THE RECORDS -
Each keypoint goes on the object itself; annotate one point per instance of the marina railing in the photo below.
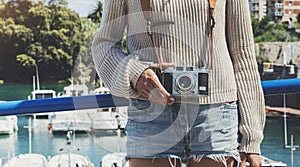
(20, 107)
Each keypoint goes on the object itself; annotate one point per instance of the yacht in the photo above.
(8, 124)
(69, 159)
(38, 94)
(77, 120)
(29, 159)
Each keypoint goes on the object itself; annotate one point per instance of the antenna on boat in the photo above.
(29, 127)
(37, 77)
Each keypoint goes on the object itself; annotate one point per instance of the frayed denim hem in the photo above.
(196, 157)
(216, 156)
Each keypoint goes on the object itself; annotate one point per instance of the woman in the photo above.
(194, 129)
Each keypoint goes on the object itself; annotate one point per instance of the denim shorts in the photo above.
(182, 131)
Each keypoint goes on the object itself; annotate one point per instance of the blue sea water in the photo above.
(96, 146)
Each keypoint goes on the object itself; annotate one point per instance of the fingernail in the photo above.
(171, 101)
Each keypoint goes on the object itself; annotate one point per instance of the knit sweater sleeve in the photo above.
(250, 95)
(119, 71)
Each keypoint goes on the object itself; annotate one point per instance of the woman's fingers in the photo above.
(150, 87)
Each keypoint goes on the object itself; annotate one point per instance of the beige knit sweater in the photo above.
(181, 34)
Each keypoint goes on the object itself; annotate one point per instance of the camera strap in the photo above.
(147, 8)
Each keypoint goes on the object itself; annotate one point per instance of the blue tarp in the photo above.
(107, 100)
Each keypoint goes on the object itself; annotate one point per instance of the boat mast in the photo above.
(29, 127)
(37, 77)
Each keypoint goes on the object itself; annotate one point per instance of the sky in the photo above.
(82, 7)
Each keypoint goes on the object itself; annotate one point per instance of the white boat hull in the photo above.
(28, 160)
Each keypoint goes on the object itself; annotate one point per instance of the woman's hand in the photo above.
(150, 87)
(253, 159)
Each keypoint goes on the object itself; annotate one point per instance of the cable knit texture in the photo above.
(181, 33)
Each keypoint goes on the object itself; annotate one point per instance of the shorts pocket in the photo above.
(229, 118)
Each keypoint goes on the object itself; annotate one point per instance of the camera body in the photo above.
(185, 81)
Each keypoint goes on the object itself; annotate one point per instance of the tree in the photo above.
(96, 15)
(35, 34)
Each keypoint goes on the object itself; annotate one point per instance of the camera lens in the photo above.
(184, 82)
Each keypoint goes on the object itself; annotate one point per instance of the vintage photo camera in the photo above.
(185, 81)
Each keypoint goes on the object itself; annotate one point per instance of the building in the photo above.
(258, 8)
(284, 10)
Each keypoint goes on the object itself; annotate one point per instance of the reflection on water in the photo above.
(273, 143)
(43, 142)
(96, 146)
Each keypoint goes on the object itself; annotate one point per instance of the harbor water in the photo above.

TASK DIRECTIONS -
The expected output is every record above, copied exactly, without pictures.

SOLVED EXERCISE -
Each keypoint goes on the object itself; annotate one point per instance of the marina railing in the photo below.
(20, 107)
Each keypoint goes on the object itself; annotate one point per instance of the yacht in the photo above.
(8, 124)
(69, 159)
(38, 94)
(77, 120)
(29, 159)
Each keypoint goes on the object itself; annotate one point per instance of the antenna on boat in the photo above.
(29, 127)
(37, 77)
Each keypoint goes on the object itself; annotate one point per instance of the frayed denim hem in the photo above.
(196, 157)
(216, 156)
Each keypoint goes on the object itself; annotate one point per instance of the woman in the photo above.
(194, 129)
Each keypoint goes on the object itself; annotate one point per instance of the denim shorts in the photo above.
(182, 131)
Each keypoint goes on the object itself; annotate one point per instance of the blue sea water in the photo above.
(96, 146)
Each keypoint goes on the object itself; annotate one point per instance of the fingernail in the photo above.
(171, 101)
Each keypoint goes on the object itself; annotate one point per instance of the knit sweater sleeve in the photo above.
(250, 95)
(119, 71)
Each keypoint goes on the object itself; annotate one point per instance of the woman's fingers in the photo above.
(150, 87)
Each keypoint goes on the object itself; annotate one point per instance of the beige knit sweater in the photo above.
(181, 34)
Each keypoint goes on the object itself; annotate one point per instance of the camera strap in the photo above.
(147, 8)
Each keypoint goes on the object itself; annotate one point per instance of the blue tarp in the photo above.
(107, 100)
Each keypoint goes on the object itself; annotate one point per instance of the boat mast in the photo above.
(29, 127)
(37, 77)
Each keypoint goes on the object itself; annotate one point per instance of the sky in the photo above.
(82, 7)
Each keypoint goes on the object itself; annotate one point per instance of the white boat hull in the photo above.
(28, 160)
Each keypoint goes on the object itself; annotate one point per instance of the woman's hand in the photo above.
(150, 87)
(253, 159)
Each keypoint goes on the object itself; annotate one point per instance of the cable knit texture in the photo above.
(181, 33)
Each keypoint goes on the object itself; annotate one point per instance of the shorts pocket in the photo above.
(229, 118)
Each keypoint goes on the object itself; annotate one point per instance of the camera body in the photo above.
(185, 81)
Each keypoint goes on the object itself; annotate one point per instance of the tree in the photo above.
(96, 15)
(35, 34)
Each keypoint goes on the object itself; annotate one point per instance of the camera lens in the photo above.
(184, 82)
Each keypoint goes on the object itself; annotate one point per instance of the vintage photo camera in the photo above.
(185, 81)
Each keypoint goes on the object itself; annotate one point per instance of the building in the photo above.
(258, 8)
(284, 10)
Each keypoint goes on the object itself; annotate one point per instance of the reflection on water in the photo above.
(273, 143)
(43, 142)
(96, 146)
Each keypoint goes on the object itself; annotate one point per instance of the harbor water in the photo above.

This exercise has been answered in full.